### Work order
Each line below should be retyped exactly, with no pictures.

### Exercise input
━━━━━━
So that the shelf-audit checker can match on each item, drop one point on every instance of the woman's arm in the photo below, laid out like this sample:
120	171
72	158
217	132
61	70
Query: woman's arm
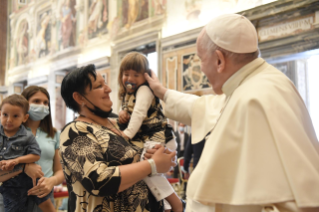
132	173
33	170
7	165
45	185
6	175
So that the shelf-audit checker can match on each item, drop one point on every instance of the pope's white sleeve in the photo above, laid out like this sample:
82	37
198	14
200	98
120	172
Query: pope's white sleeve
144	98
178	106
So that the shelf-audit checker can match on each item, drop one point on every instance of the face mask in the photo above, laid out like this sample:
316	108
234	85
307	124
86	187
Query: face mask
38	112
97	111
130	85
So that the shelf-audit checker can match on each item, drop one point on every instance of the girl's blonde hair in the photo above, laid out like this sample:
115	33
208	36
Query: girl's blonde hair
132	61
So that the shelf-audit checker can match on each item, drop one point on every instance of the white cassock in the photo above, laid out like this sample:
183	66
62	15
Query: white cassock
262	155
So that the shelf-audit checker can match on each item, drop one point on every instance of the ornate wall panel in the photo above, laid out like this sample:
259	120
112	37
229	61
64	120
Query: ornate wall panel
182	71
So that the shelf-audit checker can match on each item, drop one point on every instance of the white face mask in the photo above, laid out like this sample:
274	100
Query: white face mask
38	112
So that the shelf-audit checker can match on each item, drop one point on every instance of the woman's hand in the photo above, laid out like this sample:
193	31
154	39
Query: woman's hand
150	152
124	117
43	188
164	161
34	171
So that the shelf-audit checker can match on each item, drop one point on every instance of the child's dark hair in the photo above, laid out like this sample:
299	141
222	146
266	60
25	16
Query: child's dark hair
132	61
16	100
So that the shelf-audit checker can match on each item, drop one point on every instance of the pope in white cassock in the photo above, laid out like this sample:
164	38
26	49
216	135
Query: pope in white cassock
261	152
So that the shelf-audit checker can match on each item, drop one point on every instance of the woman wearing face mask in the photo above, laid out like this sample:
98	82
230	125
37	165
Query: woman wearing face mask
40	123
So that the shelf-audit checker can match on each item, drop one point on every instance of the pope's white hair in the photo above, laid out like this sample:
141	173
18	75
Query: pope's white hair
210	47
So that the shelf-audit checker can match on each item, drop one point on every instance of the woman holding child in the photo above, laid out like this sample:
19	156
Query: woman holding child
102	168
40	124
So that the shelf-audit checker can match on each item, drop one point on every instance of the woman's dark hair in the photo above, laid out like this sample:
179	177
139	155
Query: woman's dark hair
76	81
46	123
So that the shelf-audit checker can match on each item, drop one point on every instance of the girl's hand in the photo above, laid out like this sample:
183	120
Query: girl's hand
124	117
43	188
164	161
150	152
34	171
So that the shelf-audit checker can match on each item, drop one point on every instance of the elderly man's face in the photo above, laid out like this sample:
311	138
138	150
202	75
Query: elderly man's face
207	61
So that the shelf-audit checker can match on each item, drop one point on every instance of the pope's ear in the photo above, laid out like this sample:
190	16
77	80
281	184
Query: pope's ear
221	61
77	97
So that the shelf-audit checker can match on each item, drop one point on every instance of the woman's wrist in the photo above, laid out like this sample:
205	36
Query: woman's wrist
54	180
153	167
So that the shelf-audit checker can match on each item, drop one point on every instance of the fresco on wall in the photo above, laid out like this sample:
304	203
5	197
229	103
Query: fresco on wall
18	4
22	43
133	11
43	37
193	9
171	72
158	7
193	77
66	29
98	18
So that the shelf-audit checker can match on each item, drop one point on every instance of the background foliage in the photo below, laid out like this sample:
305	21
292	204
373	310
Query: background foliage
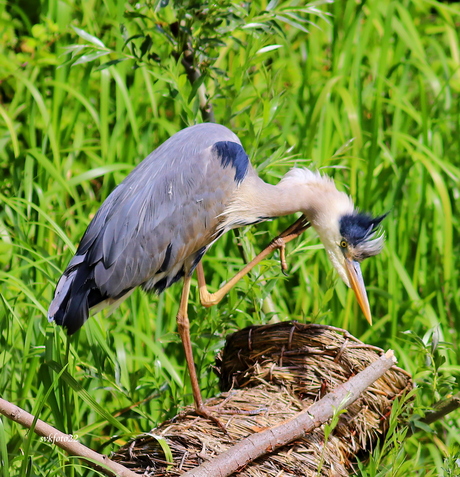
━━━━━━
### Worked solution
So that the shelf-audit checker can match on each item, drop one point on every instance of the woman's arm in the photo below, laid out like this sample:
120	171
72	158
217	132
61	70
Query: woman's arm
132	173
33	170
7	165
45	185
6	175
So that the shelf-audit checker can match on each item, drop one point on every instance of the pope's white sleeve in the photo above, laid out like this sample:
82	37
198	14
200	98
120	172
Query: pope's white sleeve
144	98
178	106
So that the shelf-audit checker can match on each item, drop one point on every instance of the face mask in the photo above, laid out like this sample:
316	108
234	85
307	124
86	187
Query: face mask
38	112
97	111
130	85
So that the shelf-audit checker can match on each item, drop one point on every instance of the girl's blonde hair in the photo above, laid out like this sample:
115	33
208	36
Query: girl's blonde hair
132	61
So that the shelf-audit checker can match on each item, drop one point on every instance of the white cassock in the photo above, laid out like this sample:
183	66
62	15
Query: white cassock
262	155
So that the shelf-audit checker can match on each item, drop one point on every instance of the ornate wall panel in the photo above, laid out like this sample:
259	120
112	37
229	61
64	120
Query: ornate wall panel
182	71
So that the shelf-audit checker can match on each item, drop one point on every instance of the white face mask in the photo above, laid out like this sample:
274	100
Query: white face mask
38	112
So that the shelf-audit checker can match on each item, drop one point on every instance of the woman's hand in the photo above, laid out like this sample:
193	31
154	39
Query: woman's hand
150	152
124	117
43	188
164	161
34	171
So that the shelf-audit checker can match on each item, drop one point on every instance of the child's dark hair in the photo above, laid out like this sample:
299	141
222	146
266	60
25	16
Query: child's dark hair
132	61
16	100
So that the shelf-audit checker can match on each item, drop one point on every instance of the pope in white cassock in the photo above, laid out like this sample:
164	38
26	49
216	135
Query: pope in white cassock
261	152
So that the shelf-audit checker can match on each item, drop one point on every instance of the woman wearing face mask in the photo above, laid out like this sample:
98	82
230	125
37	165
Query: woman wearing face mask
40	123
So that the shelf-audit checker can match on each item, drop one point on every instance of the pope's white hair in the photo above, laid out like this sample:
141	173
18	75
Query: pope's white hair
210	47
So that the shelf-audit checker can match on each item, drop one point on every instance of the woman holding child in the photo above, laid out like this sample:
19	156
Query: woman holding child
102	168
40	124
So that the shelf-audit checker can match on each item, drop one point on every instance of the woman's dark hair in the photo above, laid out like this sample:
179	177
139	155
Query: woman's dark hair
76	81
46	123
So that the shelf-audit checker can match on each item, drop one point on every instance of the girl's hand in the photo above, laid out like this sample:
183	120
Query: girl's hand
124	117
43	188
164	161
150	152
34	171
So that the shelf-audit checker can match on each item, drop one point on every instance of the elderly man's face in the photo above, laid out like this sample:
311	138
138	150
202	75
Query: elderly man's face
207	61
So that the shelf-audit checker can match on each item, drop one point on every instance of the pope's ear in the photo above, laid out like this sample:
190	16
77	80
281	184
Query: pope's ear
221	61
77	97
So that the shelf-audit checker can match on each item, drop one point on every instance of the woman's wrist in the photo above, laid out like this sample:
205	36
Query: woman's wrist
54	180
153	167
So that the shelf-audit checker can match on each item, drop one point on every instance of the fresco on wall in the photo above, laid out like this sample:
304	203
5	197
229	103
Query: fresco on wall
18	4
22	43
133	11
43	37
193	9
171	72
158	7
193	77
66	29
98	18
So that the shelf-audit checker can match on each item, drop one point on every instance of the background foliage in the photo below, laid out like this sample:
305	21
292	204
373	310
Query: background foliage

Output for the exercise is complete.